ESERCIZIO PROPOSTO 1: Trascrivi in un elenco numerato, senza le righe vuote, soltanto le righe dei record che vanno da quella che contiene "Please provide the mask of every instance of the wooden" giù fino a quella che contiene "64 91 L 64 62", incluse entrambe.

TESTO RIPORTATO:
L’intrecciarsi di queste quattro proprietà tecniche danno origine ad un set di tre dinamiche:

  1. invisible audiences;
  2. collapsed contexts (Meyrowitz);
  3. blurring of public and private.


Il capitolo due descrive invece nel dettaglio e nel contesto degli studi precedenti l’approccio etnografico adottato.
Interessante in questo contesto la critica a Sherry Turkle considerata, forse non a torto, come l’iniziatrice di un filone di pensiero che mette in guardia verso il rischio della frammentazione dell’identità collegato alla comunicazione mediata dal computer. Le conclusioni di danah boyd puntano invece in una direzione sottolineando che le relazioni sociali che si intrattengono online sono il più delle volte una naturale prosecuzione di quelle esistenti fuori dalla rete.
I dati analizzati sono di due tipi: interviste a singoli o coppie (in totale coinvolti 94 teeanagers di 10 Stati) ed informazioni contenute nei profili (layout, foto, descrizioni di sè, etc.) e sono analizzati secondo tre direttrici (set di relazioni) ciascuna approfondite in un capitolo dedicato basato su riferimenti teorici diversi:

  1. self and identity [chapter 4] Goffman impression management;
  2. peer sociality [chapter 5] – Eckert social categories 1989 e Milner status rituals 2004;
  3. parents and adults (power relations) [chapter 6] – Valentine 2004 children access to public spaces.

L’ultimo capitolo è dedicato alle conclusioni personali dell’autore e si articola su tre paragrafi: Lessons from the Everyday Lives of Teens, The Significance of Publics e The Future of Networked Publics. In questi tre paragrafi sono riprese e sviluppate brevemente alcune delle conclusioni che permeano tutto il lavoro e vengono forniti alcuni spunti nuovi.
In Everyday Lives of Teen l’autore mette in luce come le pratiche di costruzione dell’identità e di relazioni fra pari che hanno luogo nei siti di social network non sono di certo una novità e si innestano su dinamiche pre-esistenti. Al tempo stesso lo spazio di rete con le sue proprietà e dinamiche rende esplicite e visibili alcune proprietà delle relazione che erano prima esplicite. Questo innesca “drammi sociali” che pur essendo tipici di quella fascia d’età assumono a volte dei contorni ancora più spigolosi.

DATI RIPORTATI:
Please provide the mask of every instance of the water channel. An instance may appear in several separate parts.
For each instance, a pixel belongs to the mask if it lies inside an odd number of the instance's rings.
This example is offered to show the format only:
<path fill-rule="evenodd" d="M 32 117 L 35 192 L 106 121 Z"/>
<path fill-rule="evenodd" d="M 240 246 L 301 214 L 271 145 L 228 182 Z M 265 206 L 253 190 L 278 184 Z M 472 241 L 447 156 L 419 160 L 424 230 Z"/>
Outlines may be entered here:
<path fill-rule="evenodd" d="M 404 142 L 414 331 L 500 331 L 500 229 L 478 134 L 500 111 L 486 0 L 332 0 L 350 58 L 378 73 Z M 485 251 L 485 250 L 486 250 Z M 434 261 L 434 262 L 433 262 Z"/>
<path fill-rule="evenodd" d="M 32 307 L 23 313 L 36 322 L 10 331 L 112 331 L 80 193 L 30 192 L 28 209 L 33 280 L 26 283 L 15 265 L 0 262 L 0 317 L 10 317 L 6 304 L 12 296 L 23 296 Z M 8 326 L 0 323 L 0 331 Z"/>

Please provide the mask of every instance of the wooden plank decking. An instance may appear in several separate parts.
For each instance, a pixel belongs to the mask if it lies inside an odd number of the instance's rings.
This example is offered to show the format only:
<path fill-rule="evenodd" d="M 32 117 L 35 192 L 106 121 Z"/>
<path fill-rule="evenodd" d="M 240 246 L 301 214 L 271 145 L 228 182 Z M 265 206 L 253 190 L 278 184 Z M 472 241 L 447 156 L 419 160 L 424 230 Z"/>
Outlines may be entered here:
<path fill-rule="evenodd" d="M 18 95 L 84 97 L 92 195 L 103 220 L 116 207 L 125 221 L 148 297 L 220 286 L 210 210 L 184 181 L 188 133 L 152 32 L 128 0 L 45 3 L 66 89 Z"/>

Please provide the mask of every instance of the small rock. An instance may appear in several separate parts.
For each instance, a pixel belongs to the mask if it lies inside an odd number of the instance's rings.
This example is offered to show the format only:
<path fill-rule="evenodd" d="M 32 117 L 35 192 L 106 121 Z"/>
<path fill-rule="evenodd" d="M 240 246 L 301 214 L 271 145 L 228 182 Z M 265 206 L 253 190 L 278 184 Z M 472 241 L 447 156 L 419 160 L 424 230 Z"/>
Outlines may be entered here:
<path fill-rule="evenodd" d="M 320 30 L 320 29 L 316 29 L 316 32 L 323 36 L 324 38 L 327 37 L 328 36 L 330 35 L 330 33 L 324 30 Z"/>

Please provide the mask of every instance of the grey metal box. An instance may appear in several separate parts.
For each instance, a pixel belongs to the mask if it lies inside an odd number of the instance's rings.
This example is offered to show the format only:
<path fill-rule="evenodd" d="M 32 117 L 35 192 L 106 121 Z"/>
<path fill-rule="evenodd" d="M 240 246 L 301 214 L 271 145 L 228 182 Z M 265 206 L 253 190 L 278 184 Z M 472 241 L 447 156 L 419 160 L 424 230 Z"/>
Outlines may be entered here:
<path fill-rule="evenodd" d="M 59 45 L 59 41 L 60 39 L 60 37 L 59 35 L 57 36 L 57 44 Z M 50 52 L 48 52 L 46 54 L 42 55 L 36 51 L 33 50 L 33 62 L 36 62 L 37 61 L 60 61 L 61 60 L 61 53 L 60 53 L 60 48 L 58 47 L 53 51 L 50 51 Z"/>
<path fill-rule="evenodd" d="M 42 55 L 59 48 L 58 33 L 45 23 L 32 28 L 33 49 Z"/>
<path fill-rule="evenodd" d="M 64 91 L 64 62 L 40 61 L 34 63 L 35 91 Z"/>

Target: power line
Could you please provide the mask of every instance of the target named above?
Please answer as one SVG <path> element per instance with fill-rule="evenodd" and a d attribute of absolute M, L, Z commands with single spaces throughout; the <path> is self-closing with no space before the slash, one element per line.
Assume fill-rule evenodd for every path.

ESERCIZIO PROPOSTO 2: Per ciascuna affermazione indica se concorda con il testo, rispondendo sì o no e citando alla lettera le parole del testo che lo stabiliscono: (a) le interviste hanno coinvolto 94 adolescenti di 10 Stati; (b) l'ultimo capitolo si articola su quattro paragrafi; (c) la socialità tra pari è trattata nel capitolo 6.

RISPOSTA CORRETTA 1:
1. Please provide the mask of every instance of the wooden plank decking. An instance may appear in several separate parts.
2. For each instance, a pixel belongs to the mask if it lies inside an odd number of the instance's rings.
3. This example is offered to show the format only:
4. <path fill-rule="evenodd" d="M 32 117 L 35 192 L 106 121 Z"/>
5. <path fill-rule="evenodd" d="M 240 246 L 301 214 L 271 145 L 228 182 Z M 265 206 L 253 190 L 278 184 Z M 472 241 L 447 156 L 419 160 L 424 230 Z"/>
6. Outlines may be entered here:
7. <path fill-rule="evenodd" d="M 18 95 L 84 97 L 92 195 L 103 220 L 116 207 L 125 221 L 148 297 L 220 286 L 210 210 L 184 181 L 188 133 L 152 32 L 128 0 L 45 3 L 66 89 Z"/>
8. Please provide the mask of every instance of the small rock. An instance may appear in several separate parts.
9. For each instance, a pixel belongs to the mask if it lies inside an odd number of the instance's rings.
10. This example is offered to show the format only:
11. <path fill-rule="evenodd" d="M 32 117 L 35 192 L 106 121 Z"/>
12. <path fill-rule="evenodd" d="M 240 246 L 301 214 L 271 145 L 228 182 Z M 265 206 L 253 190 L 278 184 Z M 472 241 L 447 156 L 419 160 L 424 230 Z"/>
13. Outlines may be entered here:
14. <path fill-rule="evenodd" d="M 320 30 L 320 29 L 316 29 L 316 32 L 323 36 L 324 38 L 327 37 L 328 36 L 330 35 L 330 33 L 324 30 Z"/>
15. Please provide the mask of every instance of the grey metal box. An instance may appear in several separate parts.
16. For each instance, a pixel belongs to the mask if it lies inside an odd number of the instance's rings.
17. This example is offered to show the format only:
18. <path fill-rule="evenodd" d="M 32 117 L 35 192 L 106 121 Z"/>
19. <path fill-rule="evenodd" d="M 240 246 L 301 214 L 271 145 L 228 182 Z M 265 206 L 253 190 L 278 184 Z M 472 241 L 447 156 L 419 160 L 424 230 Z"/>
20. Outlines may be entered here:
21. <path fill-rule="evenodd" d="M 59 45 L 59 41 L 60 39 L 60 37 L 59 35 L 57 36 L 57 44 Z M 50 52 L 48 52 L 46 54 L 42 55 L 36 51 L 33 50 L 33 62 L 36 62 L 37 61 L 60 61 L 61 60 L 61 53 L 60 53 L 60 48 L 58 47 L 53 51 L 50 51 Z"/>
22. <path fill-rule="evenodd" d="M 42 55 L 59 48 L 58 33 L 45 23 L 32 28 L 33 49 Z"/>
23. <path fill-rule="evenodd" d="M 64 91 L 64 62 L 40 61 L 34 63 L 35 91 Z"/>

RISPOSTA CORRETTA 2:
(a) Sì: «in totale coinvolti 94 teeanagers di 10 Stati».
(b) No: «si articola su tre paragrafi».
(c) No: «peer sociality [chapter 5]».